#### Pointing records
* * *

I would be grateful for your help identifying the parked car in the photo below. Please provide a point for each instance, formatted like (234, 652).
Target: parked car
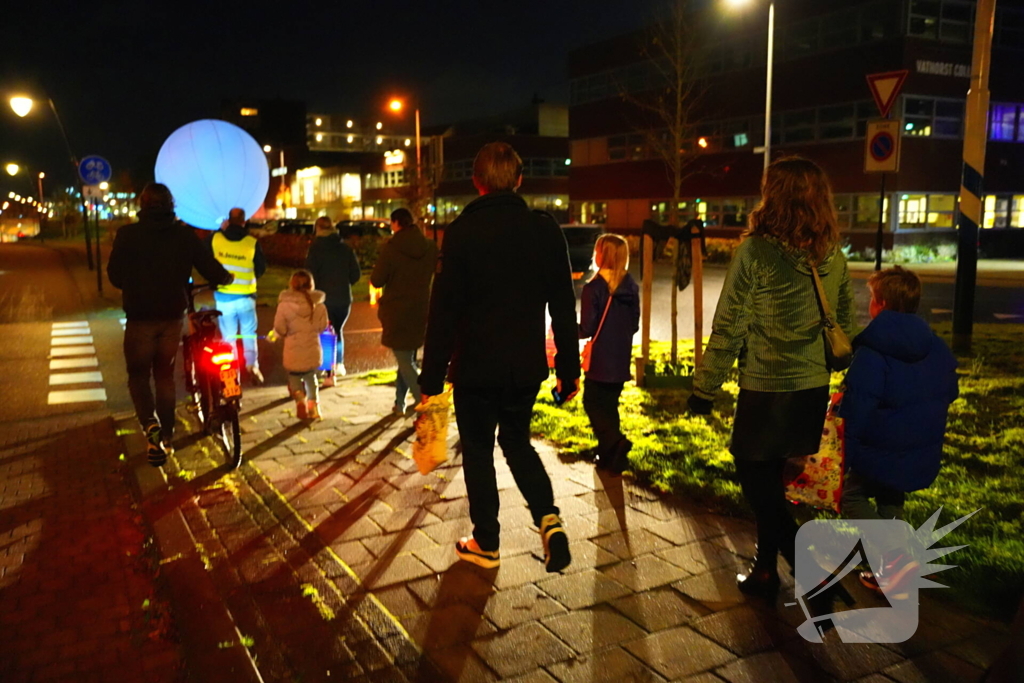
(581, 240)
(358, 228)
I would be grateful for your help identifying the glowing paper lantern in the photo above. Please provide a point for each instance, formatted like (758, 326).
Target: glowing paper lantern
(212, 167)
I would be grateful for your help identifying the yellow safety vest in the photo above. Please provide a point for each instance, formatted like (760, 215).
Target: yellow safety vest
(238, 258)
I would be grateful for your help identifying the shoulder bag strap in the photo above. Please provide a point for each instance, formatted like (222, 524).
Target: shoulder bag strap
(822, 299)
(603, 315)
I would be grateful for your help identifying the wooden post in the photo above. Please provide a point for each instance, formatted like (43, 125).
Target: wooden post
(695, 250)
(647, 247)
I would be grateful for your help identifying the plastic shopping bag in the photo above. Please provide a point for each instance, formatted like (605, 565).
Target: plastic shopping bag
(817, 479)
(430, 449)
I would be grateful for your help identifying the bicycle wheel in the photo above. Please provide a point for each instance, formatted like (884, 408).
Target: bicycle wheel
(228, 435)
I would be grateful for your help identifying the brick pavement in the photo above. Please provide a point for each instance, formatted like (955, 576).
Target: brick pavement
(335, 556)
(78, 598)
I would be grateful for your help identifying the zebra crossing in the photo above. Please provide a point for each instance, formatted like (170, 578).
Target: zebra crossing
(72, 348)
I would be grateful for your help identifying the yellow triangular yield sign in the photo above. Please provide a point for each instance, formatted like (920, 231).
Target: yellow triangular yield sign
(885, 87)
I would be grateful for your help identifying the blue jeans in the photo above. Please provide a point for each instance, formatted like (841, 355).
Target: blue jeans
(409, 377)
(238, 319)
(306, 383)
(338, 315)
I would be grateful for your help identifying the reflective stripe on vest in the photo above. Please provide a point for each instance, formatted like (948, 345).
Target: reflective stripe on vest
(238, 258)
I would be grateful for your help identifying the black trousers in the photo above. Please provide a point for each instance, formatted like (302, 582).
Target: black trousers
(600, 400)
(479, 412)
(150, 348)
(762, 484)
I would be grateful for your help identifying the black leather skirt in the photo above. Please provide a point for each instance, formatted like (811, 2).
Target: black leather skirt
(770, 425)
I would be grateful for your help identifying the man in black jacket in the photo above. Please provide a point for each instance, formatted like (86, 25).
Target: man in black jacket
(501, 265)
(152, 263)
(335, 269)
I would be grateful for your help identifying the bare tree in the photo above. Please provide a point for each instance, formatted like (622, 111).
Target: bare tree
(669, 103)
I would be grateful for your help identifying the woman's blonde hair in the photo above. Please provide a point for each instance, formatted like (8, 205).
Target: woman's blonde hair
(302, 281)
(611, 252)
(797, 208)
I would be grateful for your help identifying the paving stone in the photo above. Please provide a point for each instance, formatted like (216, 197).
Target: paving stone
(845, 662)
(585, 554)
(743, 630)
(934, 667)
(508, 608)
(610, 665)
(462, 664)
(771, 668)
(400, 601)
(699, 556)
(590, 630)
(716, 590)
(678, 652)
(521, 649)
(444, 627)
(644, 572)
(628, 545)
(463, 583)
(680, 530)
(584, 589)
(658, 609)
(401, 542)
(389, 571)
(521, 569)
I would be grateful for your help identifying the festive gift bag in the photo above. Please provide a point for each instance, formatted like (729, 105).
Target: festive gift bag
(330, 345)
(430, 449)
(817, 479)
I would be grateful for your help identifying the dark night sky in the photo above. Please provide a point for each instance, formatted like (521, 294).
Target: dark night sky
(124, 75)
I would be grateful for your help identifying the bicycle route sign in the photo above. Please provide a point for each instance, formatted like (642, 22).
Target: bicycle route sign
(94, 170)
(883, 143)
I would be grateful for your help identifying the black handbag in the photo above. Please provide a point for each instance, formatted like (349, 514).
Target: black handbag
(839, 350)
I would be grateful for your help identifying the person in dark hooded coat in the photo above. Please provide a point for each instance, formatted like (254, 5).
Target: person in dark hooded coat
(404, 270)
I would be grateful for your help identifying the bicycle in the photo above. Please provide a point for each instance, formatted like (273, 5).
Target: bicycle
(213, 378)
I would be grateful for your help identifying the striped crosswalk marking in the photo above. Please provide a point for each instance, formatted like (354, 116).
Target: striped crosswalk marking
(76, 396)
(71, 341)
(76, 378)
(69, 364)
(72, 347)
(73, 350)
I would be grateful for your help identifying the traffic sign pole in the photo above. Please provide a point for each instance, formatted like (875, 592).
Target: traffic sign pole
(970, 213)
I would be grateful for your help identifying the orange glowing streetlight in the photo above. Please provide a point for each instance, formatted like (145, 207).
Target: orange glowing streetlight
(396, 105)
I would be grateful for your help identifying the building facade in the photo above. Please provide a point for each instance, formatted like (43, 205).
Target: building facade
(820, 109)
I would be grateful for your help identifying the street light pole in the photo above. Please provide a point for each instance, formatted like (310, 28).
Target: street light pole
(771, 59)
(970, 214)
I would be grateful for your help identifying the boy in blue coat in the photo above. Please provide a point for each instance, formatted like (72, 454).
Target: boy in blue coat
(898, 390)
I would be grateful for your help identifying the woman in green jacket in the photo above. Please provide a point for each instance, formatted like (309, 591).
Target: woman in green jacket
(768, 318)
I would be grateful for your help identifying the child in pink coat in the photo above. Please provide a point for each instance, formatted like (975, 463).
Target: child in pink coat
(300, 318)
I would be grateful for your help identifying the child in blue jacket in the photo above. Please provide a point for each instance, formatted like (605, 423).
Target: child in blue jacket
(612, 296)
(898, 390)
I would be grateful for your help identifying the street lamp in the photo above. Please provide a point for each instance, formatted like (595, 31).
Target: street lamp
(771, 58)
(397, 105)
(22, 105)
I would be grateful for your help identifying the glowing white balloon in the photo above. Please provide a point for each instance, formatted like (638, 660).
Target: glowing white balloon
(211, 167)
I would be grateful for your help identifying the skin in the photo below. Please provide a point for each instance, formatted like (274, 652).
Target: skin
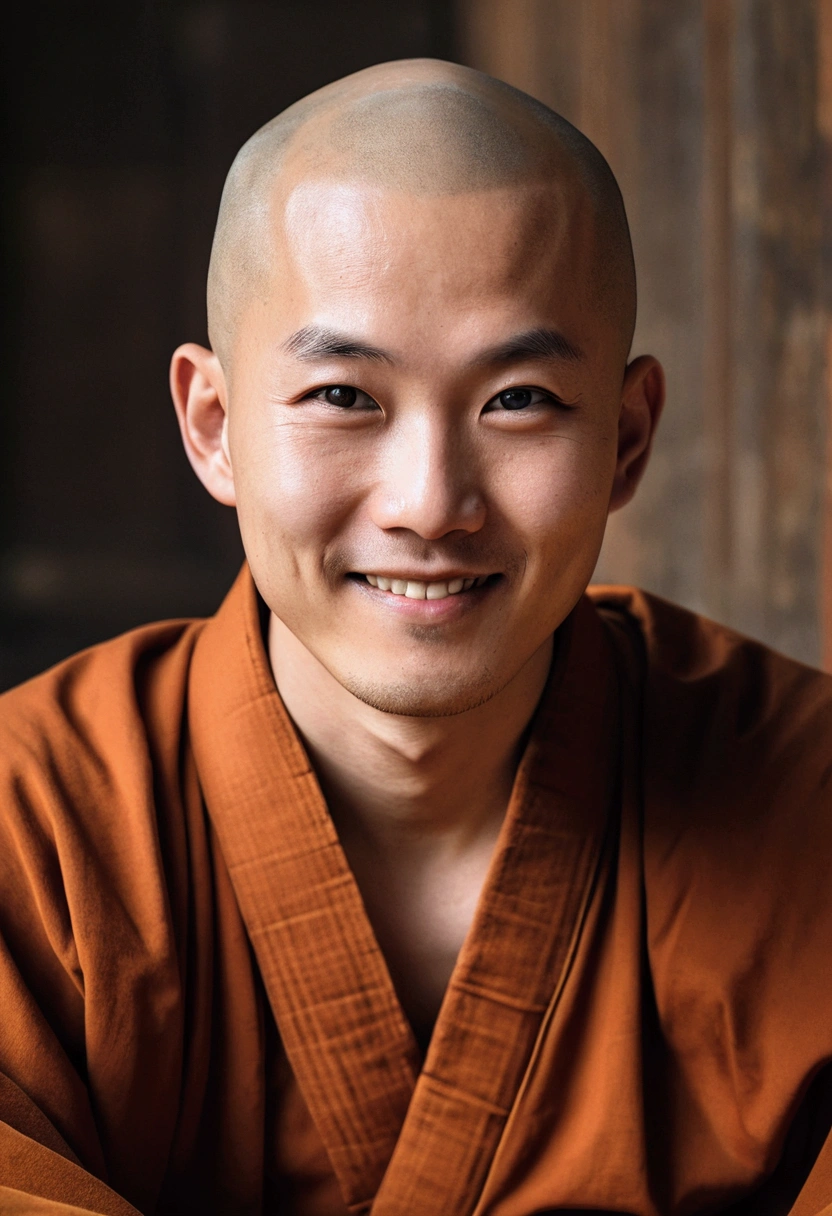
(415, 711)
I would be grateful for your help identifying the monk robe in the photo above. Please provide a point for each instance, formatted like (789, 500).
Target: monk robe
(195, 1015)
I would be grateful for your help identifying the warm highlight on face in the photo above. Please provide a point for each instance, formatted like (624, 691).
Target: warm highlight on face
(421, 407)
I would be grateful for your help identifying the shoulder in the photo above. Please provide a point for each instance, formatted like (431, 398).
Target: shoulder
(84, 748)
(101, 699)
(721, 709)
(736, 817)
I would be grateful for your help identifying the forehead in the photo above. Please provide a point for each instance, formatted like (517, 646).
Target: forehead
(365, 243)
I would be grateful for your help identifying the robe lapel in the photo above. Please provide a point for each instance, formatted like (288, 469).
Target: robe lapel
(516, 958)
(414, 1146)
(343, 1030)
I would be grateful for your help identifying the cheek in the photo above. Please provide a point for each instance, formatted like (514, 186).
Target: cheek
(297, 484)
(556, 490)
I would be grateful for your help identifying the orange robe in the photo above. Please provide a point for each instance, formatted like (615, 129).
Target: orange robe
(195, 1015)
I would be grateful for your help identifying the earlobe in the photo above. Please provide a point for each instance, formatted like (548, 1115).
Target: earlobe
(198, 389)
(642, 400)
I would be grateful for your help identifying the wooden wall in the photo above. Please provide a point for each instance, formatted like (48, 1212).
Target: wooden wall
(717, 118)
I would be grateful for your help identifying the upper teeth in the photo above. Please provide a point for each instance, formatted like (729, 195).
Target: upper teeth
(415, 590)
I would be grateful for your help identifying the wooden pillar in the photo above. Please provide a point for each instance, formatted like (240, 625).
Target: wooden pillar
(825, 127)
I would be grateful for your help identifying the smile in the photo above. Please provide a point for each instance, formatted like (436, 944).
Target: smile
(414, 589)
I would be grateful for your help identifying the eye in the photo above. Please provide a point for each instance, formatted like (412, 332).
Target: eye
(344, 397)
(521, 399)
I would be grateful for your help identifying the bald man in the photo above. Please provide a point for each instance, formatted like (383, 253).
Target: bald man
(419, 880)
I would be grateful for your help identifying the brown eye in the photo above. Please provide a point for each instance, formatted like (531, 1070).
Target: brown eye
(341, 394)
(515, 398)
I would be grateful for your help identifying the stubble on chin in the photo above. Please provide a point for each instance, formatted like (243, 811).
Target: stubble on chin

* * *

#### THE PROBLEM
Please retype the lines exactly as they appear, starting with the line containing "I would be grateful for your help identifying the street lamp" and continuing through the line containing "(343, 1030)". Leave the pictures out of your copy.

#### COMPLETED EXERCISE
I would be grateful for your help identifying the street lamp in the photo above. Please provide a point for each instance, formatted like (595, 31).
Target: street lamp
(771, 58)
(397, 105)
(22, 105)
I would be grateful for your help identifying the glowing white balloon in the photo above. Please provide a point for each instance, formatted like (638, 660).
Target: glowing white balloon
(211, 167)
I would be grateful for your help identifying the skin in the photo below. Please provide a point for each instance, formatted like (274, 652).
Target: skin
(415, 711)
I would be grateful for your help identifying the monk robe in the photo above. Please provide a point for each instance, formatted like (789, 500).
Target: monk robe
(195, 1015)
I would be grateful for your help identifying the warm highlight on face in the photo above. Please provide a point for each instance, formatted like (624, 691).
Target: warm highlight on face
(421, 407)
I would be grateful for your help identifying the shoulder in the photo above. Please provide a point for each instance, formatted like (431, 398).
Target: shoulder
(84, 748)
(101, 699)
(721, 709)
(736, 817)
I would be grateful for your help identifying the forehead in the photo above. Please provide a point for each instance, formatted like (517, 646).
Target: forehead
(365, 243)
I would be grateful for your help identifying the robe lapel in the photo above. Please provide a point for each instance, formatted like (288, 469).
Target: robe lapel
(516, 958)
(414, 1146)
(343, 1030)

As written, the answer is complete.